• Job: Retype all of the data below line for line, with no changes, and leave the pictures out of your copy.

_ _ _ _ _ _ _

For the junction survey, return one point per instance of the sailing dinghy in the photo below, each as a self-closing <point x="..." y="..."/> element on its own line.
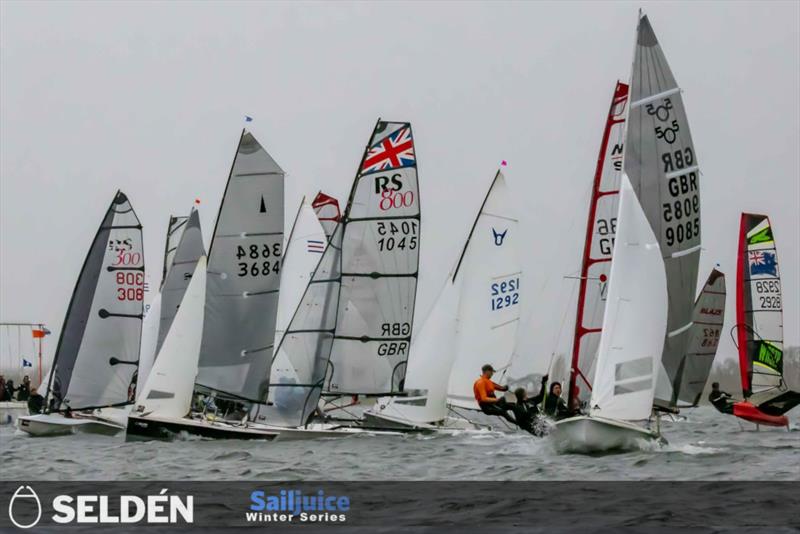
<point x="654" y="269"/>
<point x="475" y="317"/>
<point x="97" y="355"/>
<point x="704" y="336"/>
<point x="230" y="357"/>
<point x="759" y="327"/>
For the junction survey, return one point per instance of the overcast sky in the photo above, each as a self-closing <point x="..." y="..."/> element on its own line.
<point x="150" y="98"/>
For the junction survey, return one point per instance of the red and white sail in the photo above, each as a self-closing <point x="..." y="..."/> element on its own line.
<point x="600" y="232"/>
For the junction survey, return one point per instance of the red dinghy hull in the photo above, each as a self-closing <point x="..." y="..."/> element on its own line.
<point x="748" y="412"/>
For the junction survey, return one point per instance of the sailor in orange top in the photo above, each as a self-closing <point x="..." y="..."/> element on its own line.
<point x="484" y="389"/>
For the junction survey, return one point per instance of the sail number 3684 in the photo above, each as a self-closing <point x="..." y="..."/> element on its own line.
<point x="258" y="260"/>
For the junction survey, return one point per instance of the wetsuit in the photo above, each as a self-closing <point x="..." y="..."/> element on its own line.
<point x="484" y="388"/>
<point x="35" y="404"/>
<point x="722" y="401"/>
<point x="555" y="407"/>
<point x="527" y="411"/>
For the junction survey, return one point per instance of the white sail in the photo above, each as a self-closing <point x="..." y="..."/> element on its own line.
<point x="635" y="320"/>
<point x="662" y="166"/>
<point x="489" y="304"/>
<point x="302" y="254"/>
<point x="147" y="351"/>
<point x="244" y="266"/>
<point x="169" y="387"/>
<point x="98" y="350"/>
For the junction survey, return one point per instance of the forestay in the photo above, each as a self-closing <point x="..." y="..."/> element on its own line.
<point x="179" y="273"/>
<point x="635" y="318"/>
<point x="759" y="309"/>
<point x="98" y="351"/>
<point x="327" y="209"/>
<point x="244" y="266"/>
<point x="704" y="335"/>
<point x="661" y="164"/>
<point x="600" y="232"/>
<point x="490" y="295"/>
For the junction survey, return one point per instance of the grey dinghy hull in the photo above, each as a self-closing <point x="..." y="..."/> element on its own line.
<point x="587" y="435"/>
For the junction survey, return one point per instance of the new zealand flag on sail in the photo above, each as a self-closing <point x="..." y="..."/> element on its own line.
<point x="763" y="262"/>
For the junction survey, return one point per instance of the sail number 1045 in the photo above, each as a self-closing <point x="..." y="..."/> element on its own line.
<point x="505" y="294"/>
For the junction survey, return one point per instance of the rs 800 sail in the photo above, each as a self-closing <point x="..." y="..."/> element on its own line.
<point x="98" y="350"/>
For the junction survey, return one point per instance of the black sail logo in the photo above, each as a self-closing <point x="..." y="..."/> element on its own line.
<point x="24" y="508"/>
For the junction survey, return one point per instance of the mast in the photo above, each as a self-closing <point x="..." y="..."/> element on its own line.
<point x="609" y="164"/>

_ _ _ _ _ _ _

• Task result:
For the junction survey, return one point per instance of the sailing dinghy in the photo below, each as a self-closing <point x="..." y="..."/> element on its own line.
<point x="654" y="269"/>
<point x="475" y="317"/>
<point x="97" y="355"/>
<point x="704" y="336"/>
<point x="230" y="357"/>
<point x="759" y="327"/>
For the junction survey, return one point per instance of the overcast sky in the photo above, each as a self-closing <point x="..." y="..."/> element on its own line.
<point x="150" y="98"/>
For the junction survey, return one point per instance of the red and white sail in the photo above, each as a self-closing <point x="..." y="..."/> element on its own line.
<point x="600" y="232"/>
For the junction survey, return one point per instance of the red dinghy hull in the photo above, each as a self-closing <point x="..." y="..."/> element on its own line.
<point x="748" y="412"/>
For the junction survey, return one point per instance of the sailor in orange top in the photo above, each as a self-closing <point x="..." y="..."/> element on its own line.
<point x="484" y="389"/>
For the junction survey, return one point per instance of the sail number 3684 in the photo above, each as a self-closing <point x="..." y="..."/> element on its own line.
<point x="258" y="260"/>
For the junction survey, return one point per instance of the wetsuit in the photo above, each as a self-closing <point x="..." y="..."/> element on its own line.
<point x="484" y="388"/>
<point x="35" y="404"/>
<point x="722" y="401"/>
<point x="555" y="407"/>
<point x="527" y="411"/>
For the junction survey, return one point per instance of the white sail in the photo above, each as a self-closing <point x="..." y="..."/> element on its own line.
<point x="635" y="320"/>
<point x="662" y="166"/>
<point x="489" y="304"/>
<point x="302" y="254"/>
<point x="147" y="351"/>
<point x="244" y="266"/>
<point x="169" y="387"/>
<point x="98" y="350"/>
For the junction survey, return one point per instance of the forestay in the photo above, each as a self-closing <point x="..." y="..."/> element on its own line.
<point x="179" y="273"/>
<point x="635" y="318"/>
<point x="759" y="309"/>
<point x="98" y="351"/>
<point x="327" y="209"/>
<point x="244" y="266"/>
<point x="704" y="335"/>
<point x="661" y="164"/>
<point x="600" y="232"/>
<point x="490" y="295"/>
For the junction survey, return one point per instance of the grey dinghy hull in the photo above, each as a self-closing <point x="..." y="..."/> element on its own line.
<point x="587" y="435"/>
For the junction survey, return one point per instance of the new zealand flag on sail in the photo above, each as a self-closing <point x="..." y="..."/> element on its own line.
<point x="763" y="262"/>
For the junction survey, return one point per instance of the sail number 1045 in the photo above, each as a self-closing <point x="..." y="..."/> element on its own line.
<point x="505" y="294"/>
For the junction survey, return one point per instance of the rs 800 sail in the photo above, each as a self-closing <point x="..." y="..."/> element on its own line.
<point x="98" y="350"/>
For the junction survey, return one point per instance of the black sail logo in the photo above, each as a self-closing <point x="..." y="..."/> element on its own line.
<point x="24" y="508"/>
For the junction survey, return one point per instance of the mast in the photo above, each as a self-closing <point x="..." y="..."/> element on its own line.
<point x="609" y="164"/>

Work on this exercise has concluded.